[Records of point placements]
---

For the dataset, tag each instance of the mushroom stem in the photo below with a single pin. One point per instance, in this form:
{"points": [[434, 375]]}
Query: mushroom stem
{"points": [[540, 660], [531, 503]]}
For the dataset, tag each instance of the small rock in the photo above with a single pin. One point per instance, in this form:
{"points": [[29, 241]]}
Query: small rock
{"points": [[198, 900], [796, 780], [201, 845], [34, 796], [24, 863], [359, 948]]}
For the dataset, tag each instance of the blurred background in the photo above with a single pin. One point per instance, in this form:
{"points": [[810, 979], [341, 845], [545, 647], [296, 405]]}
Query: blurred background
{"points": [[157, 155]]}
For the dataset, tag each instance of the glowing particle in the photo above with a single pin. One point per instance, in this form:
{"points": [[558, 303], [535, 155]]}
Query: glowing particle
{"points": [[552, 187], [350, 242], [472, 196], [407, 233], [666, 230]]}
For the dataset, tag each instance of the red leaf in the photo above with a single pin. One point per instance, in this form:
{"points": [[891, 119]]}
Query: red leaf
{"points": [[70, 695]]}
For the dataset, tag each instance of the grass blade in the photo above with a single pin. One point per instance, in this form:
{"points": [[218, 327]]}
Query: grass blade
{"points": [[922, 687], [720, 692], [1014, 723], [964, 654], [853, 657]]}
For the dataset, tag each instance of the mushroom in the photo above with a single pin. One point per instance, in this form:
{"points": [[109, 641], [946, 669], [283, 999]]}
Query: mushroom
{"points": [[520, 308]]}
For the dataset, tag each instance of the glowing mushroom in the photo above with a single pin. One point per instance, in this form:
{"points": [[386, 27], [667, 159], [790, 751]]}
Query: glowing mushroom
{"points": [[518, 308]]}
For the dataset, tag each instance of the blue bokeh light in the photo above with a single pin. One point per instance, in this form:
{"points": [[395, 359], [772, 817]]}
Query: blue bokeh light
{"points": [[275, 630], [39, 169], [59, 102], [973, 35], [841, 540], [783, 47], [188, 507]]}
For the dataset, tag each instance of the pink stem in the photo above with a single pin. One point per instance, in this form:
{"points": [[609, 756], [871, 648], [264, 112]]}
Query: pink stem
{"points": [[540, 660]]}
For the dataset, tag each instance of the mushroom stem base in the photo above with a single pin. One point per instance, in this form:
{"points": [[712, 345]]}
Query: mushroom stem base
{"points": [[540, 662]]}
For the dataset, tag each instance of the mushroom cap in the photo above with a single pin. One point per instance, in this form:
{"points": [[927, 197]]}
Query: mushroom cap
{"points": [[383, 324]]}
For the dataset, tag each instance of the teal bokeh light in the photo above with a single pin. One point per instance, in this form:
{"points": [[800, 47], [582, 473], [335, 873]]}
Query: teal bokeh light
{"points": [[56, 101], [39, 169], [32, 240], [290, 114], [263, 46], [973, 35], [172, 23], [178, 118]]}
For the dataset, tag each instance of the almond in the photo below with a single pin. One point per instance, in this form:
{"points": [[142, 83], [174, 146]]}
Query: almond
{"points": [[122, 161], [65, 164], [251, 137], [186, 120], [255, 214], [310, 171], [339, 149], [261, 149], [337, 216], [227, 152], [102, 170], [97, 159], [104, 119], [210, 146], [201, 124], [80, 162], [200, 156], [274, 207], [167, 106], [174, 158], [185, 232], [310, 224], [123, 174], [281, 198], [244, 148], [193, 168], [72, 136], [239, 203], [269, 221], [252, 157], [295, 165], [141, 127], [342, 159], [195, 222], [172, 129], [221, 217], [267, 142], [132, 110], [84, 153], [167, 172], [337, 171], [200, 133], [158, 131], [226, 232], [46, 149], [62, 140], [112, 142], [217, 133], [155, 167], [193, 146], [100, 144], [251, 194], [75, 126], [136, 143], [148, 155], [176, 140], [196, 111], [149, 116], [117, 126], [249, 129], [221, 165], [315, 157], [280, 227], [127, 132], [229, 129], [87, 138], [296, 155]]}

---

### EXERCISE
Rewrite the material above, replacing every "single pin" with "single dot" and leaving everything else unchanged.

### TASK RESULT
For the dataset, tag each instance of the mushroom stem in the photo below with a single dot. One point per instance, in this form:
{"points": [[434, 375]]}
Query: mushroom stem
{"points": [[540, 660], [531, 503]]}
For the dataset, tag each instance of the small rock in the photo above with a single dot. One point per instance, in this form:
{"points": [[29, 241]]}
Query: small rock
{"points": [[198, 900], [796, 780], [201, 845], [34, 796], [24, 863], [359, 948]]}
For the dataset, tag each instance of the blurred background in the photo above with a single dot. One point per instance, in this form:
{"points": [[810, 979], [341, 845], [545, 647], [296, 405]]}
Query: blurred background
{"points": [[157, 155]]}
For the dataset, tag each instance of the glowing particle in the photo above with a single dot. One point per instance, in this form:
{"points": [[558, 303], [535, 155]]}
Query: glowing particle
{"points": [[552, 187], [350, 242], [472, 196], [407, 233], [666, 230]]}
For the dataset, tag each instance of the red leaf in the photo above with a single dot. One point per instance, in this form:
{"points": [[891, 119]]}
Query: red leaf
{"points": [[70, 695]]}
For the dataset, tag each instance of the grass blade in the photo above with a single dot. One point per instance, in this form:
{"points": [[218, 327]]}
Query: grass blade
{"points": [[922, 687], [720, 692], [1014, 723], [964, 654], [853, 657]]}
For the dataset, tag each instance of the mushroom in the photo above with a single dot. One point per instance, in this form:
{"points": [[109, 641], [946, 669], [283, 999]]}
Query: mushroom
{"points": [[520, 308]]}
For the dataset, tag each instance of the glowing mushroom in the photo above with a single dot. One point per instance, in this form:
{"points": [[386, 27], [667, 159], [790, 751]]}
Query: glowing mushroom
{"points": [[518, 308]]}
For the dataset, tag each instance of the blue bokeh light in the photo above with a single dot. One point per instance, in this form:
{"points": [[395, 359], [772, 817]]}
Query: blue bokeh light
{"points": [[275, 630], [39, 169], [59, 102], [973, 35], [841, 540], [783, 47], [188, 507]]}
For the dataset, tag each instance of the pink stem in the photo above with a single dot. One point per instance, in this form:
{"points": [[609, 756], [871, 648], [264, 112]]}
Query: pink stem
{"points": [[540, 660]]}
For the dataset, tag each instance of the mushroom stem base in the photo above with a single dot. One point per instance, in this form:
{"points": [[712, 345]]}
Query: mushroom stem base
{"points": [[540, 662]]}
For the dataset, tag each instance of the mushroom cap in the photo above with a single dot. One point per instance, in this form:
{"points": [[927, 197]]}
Query: mushroom cap
{"points": [[383, 324]]}
For the dataset, tag each instance of the teal bokeh light in the photo above with a single dot. One point per instance, in this form:
{"points": [[800, 47], [582, 473], [335, 873]]}
Query: teal bokeh light
{"points": [[56, 101], [39, 169], [32, 240], [290, 114], [263, 46], [973, 35], [172, 23], [178, 118]]}
For the dataset, tag each instance of the almond in the photo below with a single dot. One point per instance, in this form:
{"points": [[142, 83], [174, 146]]}
Query: almond
{"points": [[122, 161], [65, 164], [251, 137], [186, 120], [255, 214], [310, 171], [339, 149], [261, 149], [337, 216], [227, 152], [102, 170], [97, 159], [104, 119], [210, 146], [201, 124], [80, 162], [200, 156], [274, 207], [167, 106], [174, 158], [185, 232], [310, 224], [123, 174], [281, 198], [244, 148], [193, 168], [72, 136], [239, 203], [269, 221], [252, 157], [295, 165], [141, 127], [342, 159], [195, 222], [172, 129], [221, 217], [267, 142], [132, 110], [84, 153], [167, 172], [337, 171], [200, 133], [158, 131], [226, 232], [46, 149], [62, 140], [112, 142], [217, 133], [155, 167], [193, 146], [100, 144], [251, 194], [75, 126], [136, 143], [148, 155], [176, 140], [196, 111], [149, 116], [117, 126], [249, 129], [221, 165], [315, 157], [280, 227], [127, 132], [229, 129], [87, 138], [296, 155]]}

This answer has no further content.